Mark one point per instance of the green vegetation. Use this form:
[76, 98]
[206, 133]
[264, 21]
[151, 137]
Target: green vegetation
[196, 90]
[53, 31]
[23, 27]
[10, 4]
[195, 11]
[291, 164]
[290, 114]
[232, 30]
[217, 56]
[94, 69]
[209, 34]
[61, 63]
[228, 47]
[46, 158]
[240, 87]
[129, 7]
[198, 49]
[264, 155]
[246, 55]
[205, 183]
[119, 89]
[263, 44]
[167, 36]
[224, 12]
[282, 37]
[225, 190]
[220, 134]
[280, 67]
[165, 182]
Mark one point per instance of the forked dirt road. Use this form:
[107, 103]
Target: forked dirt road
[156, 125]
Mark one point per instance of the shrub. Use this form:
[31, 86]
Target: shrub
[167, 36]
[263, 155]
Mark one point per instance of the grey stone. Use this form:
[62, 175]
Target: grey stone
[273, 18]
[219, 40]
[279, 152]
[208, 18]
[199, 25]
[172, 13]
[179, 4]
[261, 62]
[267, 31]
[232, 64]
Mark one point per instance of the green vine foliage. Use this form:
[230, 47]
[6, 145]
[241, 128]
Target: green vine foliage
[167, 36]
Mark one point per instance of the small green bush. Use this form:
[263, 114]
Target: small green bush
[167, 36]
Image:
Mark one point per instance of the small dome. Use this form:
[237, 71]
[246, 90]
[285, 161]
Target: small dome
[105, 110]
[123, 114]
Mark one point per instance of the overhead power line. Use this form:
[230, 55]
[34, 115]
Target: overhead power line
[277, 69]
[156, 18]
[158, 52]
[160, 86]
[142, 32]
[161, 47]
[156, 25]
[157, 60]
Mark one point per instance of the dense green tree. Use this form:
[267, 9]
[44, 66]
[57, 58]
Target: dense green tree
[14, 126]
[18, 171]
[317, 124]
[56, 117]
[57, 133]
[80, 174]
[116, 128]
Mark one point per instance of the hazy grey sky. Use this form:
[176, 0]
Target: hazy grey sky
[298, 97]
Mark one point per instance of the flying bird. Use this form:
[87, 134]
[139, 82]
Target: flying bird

= = = = =

# AIM
Give every line of the items above as a JSON list of strings, one string per line, leaving out blank lines.

# RESPONSE TO THIS TASK
[
  "Mark one point per instance of the green vegetation. Use this form:",
  "[76, 98]",
  "[206, 133]",
  "[264, 21]",
  "[151, 137]",
  "Target: green vegetation",
  "[196, 90]",
  "[53, 31]",
  "[23, 27]",
  "[10, 4]",
  "[195, 11]",
  "[291, 164]",
  "[290, 114]",
  "[232, 30]",
  "[217, 56]",
  "[94, 69]",
  "[209, 34]",
  "[61, 63]",
  "[228, 47]",
  "[46, 158]",
  "[240, 87]",
  "[129, 7]",
  "[198, 49]",
  "[264, 155]",
  "[246, 55]",
  "[205, 183]",
  "[119, 89]",
  "[263, 44]",
  "[167, 36]",
  "[224, 12]",
  "[282, 37]",
  "[225, 190]",
  "[220, 134]",
  "[280, 67]",
  "[165, 182]",
  "Mark one point per instance of the forked dirt road. Use this form:",
  "[107, 103]",
  "Target: forked dirt road",
  "[156, 125]",
  "Mark one point per instance of the shrub. Use this form:",
  "[31, 86]",
  "Target: shrub",
  "[167, 36]",
  "[263, 155]",
  "Mark one point per instance of the grey stone. Use this form:",
  "[62, 175]",
  "Target: grey stone",
  "[273, 18]",
  "[219, 40]",
  "[279, 152]",
  "[208, 18]",
  "[199, 25]",
  "[172, 13]",
  "[179, 4]",
  "[261, 62]",
  "[267, 31]",
  "[232, 64]",
  "Mark one point per instance of the green vine foliage. Use this form:",
  "[230, 47]",
  "[6, 145]",
  "[241, 128]",
  "Target: green vine foliage",
  "[167, 36]",
  "Mark one point per instance of the small green bush. Use this form:",
  "[263, 114]",
  "Target: small green bush",
  "[167, 36]",
  "Image:",
  "Mark one point per instance of the small dome. Use this form:",
  "[237, 71]",
  "[246, 90]",
  "[285, 161]",
  "Target: small dome",
  "[105, 110]",
  "[123, 114]",
  "Mark one point per instance of the overhead power line. Use this form:",
  "[230, 55]",
  "[34, 115]",
  "Target: overhead power line",
  "[277, 69]",
  "[156, 18]",
  "[158, 52]",
  "[160, 86]",
  "[142, 32]",
  "[161, 47]",
  "[156, 25]",
  "[157, 60]",
  "Mark one point per instance of the dense green tree. Use this form:",
  "[267, 9]",
  "[44, 66]",
  "[57, 58]",
  "Target: dense green tree",
  "[14, 126]",
  "[18, 171]",
  "[317, 124]",
  "[56, 117]",
  "[57, 133]",
  "[80, 174]",
  "[116, 128]",
  "Mark one point per instance of the hazy grey sky. Use this form:",
  "[176, 0]",
  "Target: hazy grey sky",
  "[298, 97]",
  "Mark one point per instance of the flying bird. Use this form:",
  "[87, 134]",
  "[139, 82]",
  "Target: flying bird"
]